■ **Provided passage**:
--*--
Life expectancy in Venezuela

The recent state of health in Venezuela has seen that from 1992 to 1993, there was a cholera epidemic in the Orinoco Delta and Venezuela's political leaders were accused of racial profiling of their own indigenous people to deflect blame from the country's institutions, thereby aggravating the epidemic. During the 1990s, the mortality rate was 318 per 100,000 people for heart and heart-related diseases, 156 for cancers, 634 for external causes (including drowning, self-harm, violence, falls, road accidents etc.), 1,126 for communicable diseases such as chest infections, syphilis, and meningitis, and 654 for certain congenital conditions.

Several transmissible diseases, including dengue fever, malaria, measles, and tuberculosis, reappeared in Venezuela. In 1999 an estimated 62,000 Venezuelans were living with acquired immune deficiency syndrome (AIDS), and in 2001 an estimated 2,000 people died from AIDS. At the end of 2003, the percentage of the population between the ages of 15 and 49 with human immunodeficiency virus (HIV)/AIDS was 0.7. In 2000, 85% of the urban population and 70% of the rural population had access to potable water. Sanitation levels improved for 71% of the urban population and 48% of the rural population. In August 2001, President Hugo Chávez announced a national campaign to fight the dengue fever epidemic that had infected 24,000 and killed four. Child immunization for measles in 2002 (as a percentage of those under 12 months of age) dropped to 78%, compared with 84% in 1999.
--*--
■ **Records supplied**:
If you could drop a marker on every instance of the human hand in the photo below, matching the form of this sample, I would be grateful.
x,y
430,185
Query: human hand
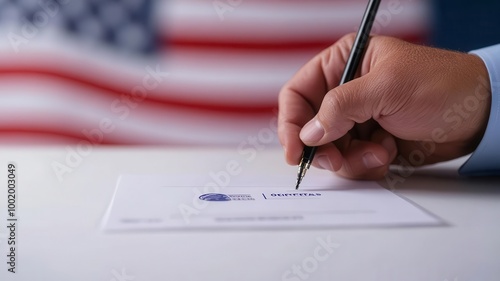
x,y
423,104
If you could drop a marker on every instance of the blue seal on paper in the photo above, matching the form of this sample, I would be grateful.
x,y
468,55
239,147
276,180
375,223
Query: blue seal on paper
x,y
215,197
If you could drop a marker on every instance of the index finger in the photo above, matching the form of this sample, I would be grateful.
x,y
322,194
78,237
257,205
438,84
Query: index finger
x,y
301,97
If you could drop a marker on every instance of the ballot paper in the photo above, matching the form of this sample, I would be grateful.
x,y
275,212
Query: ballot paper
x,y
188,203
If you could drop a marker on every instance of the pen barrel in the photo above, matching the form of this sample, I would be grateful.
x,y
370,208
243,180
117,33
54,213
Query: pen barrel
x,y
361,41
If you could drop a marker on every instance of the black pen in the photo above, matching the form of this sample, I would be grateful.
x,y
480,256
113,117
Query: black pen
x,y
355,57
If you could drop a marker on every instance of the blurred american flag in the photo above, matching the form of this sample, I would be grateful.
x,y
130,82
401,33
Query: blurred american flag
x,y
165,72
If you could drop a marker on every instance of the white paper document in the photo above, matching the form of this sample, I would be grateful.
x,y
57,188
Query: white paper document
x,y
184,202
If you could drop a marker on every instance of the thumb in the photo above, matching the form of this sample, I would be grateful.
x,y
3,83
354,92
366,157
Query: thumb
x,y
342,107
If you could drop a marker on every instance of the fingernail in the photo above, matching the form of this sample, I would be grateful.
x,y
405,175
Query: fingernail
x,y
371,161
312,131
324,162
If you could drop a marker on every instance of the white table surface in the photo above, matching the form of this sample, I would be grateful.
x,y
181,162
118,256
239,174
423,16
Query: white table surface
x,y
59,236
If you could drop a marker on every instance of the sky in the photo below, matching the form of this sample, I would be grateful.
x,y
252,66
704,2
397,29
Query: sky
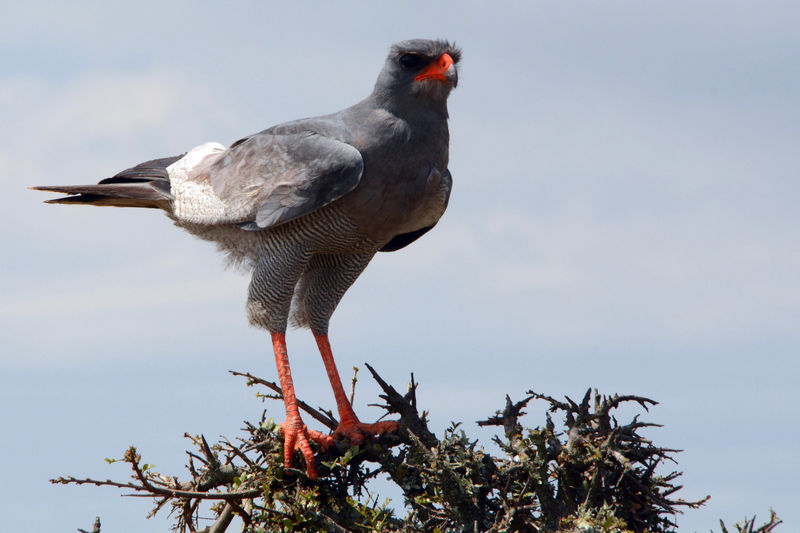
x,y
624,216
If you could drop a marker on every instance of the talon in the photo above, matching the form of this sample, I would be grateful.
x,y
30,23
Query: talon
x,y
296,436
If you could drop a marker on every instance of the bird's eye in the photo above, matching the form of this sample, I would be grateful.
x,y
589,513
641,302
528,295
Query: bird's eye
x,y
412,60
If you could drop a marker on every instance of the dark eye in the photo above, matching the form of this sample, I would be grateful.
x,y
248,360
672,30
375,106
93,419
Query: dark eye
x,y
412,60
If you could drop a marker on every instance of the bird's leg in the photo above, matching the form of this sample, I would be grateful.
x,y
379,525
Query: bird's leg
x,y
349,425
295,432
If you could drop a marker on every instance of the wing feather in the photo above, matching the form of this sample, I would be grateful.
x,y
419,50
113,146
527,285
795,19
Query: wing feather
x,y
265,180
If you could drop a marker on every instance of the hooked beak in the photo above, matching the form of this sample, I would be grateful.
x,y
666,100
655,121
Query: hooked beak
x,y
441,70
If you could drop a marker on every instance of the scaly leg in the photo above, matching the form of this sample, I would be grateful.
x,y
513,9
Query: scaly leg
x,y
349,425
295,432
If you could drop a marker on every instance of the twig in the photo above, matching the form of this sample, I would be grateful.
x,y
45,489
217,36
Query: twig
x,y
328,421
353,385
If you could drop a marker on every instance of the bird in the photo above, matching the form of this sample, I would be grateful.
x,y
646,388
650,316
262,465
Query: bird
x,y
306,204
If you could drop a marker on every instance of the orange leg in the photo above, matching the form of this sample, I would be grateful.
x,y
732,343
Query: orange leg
--*--
■ **Actions to take**:
**a.** In the passage on life expectancy in Venezuela, can you update the section from "Several transmissible diseases, including" up to and including "84% in 1999." by replacing "measles" with "rubella"?
**b.** According to the passage on life expectancy in Venezuela, what percentage of the rural population had access to potable water in 2000?

■ **Answers by task**:
**a.**
Several transmissible diseases, including dengue fever, malaria, rubella, and tuberculosis, reappeared in Venezuela. In 1999 an estimated 62,000 Venezuelans were living with acquired immune deficiency syndrome (AIDS), and in 2001 an estimated 2,000 people died from AIDS. At the end of 2003, the percentage of the population between the ages of 15 and 49 with human immunodeficiency virus (HIV)/AIDS was 0.7. In 2000, 85% of the urban population and 70% of the rural population had access to potable water. Sanitation levels improved for 71% of the urban population and 48% of the rural population. In August 2001, President Hugo Chávez announced a national campaign to fight the dengue fever epidemic that had infected 24,000 and killed four. Child immunization for rubella in 2002 (as a percentage of those under 12 months of age) dropped to 78%, compared with 84% in 1999.

**b.** 70%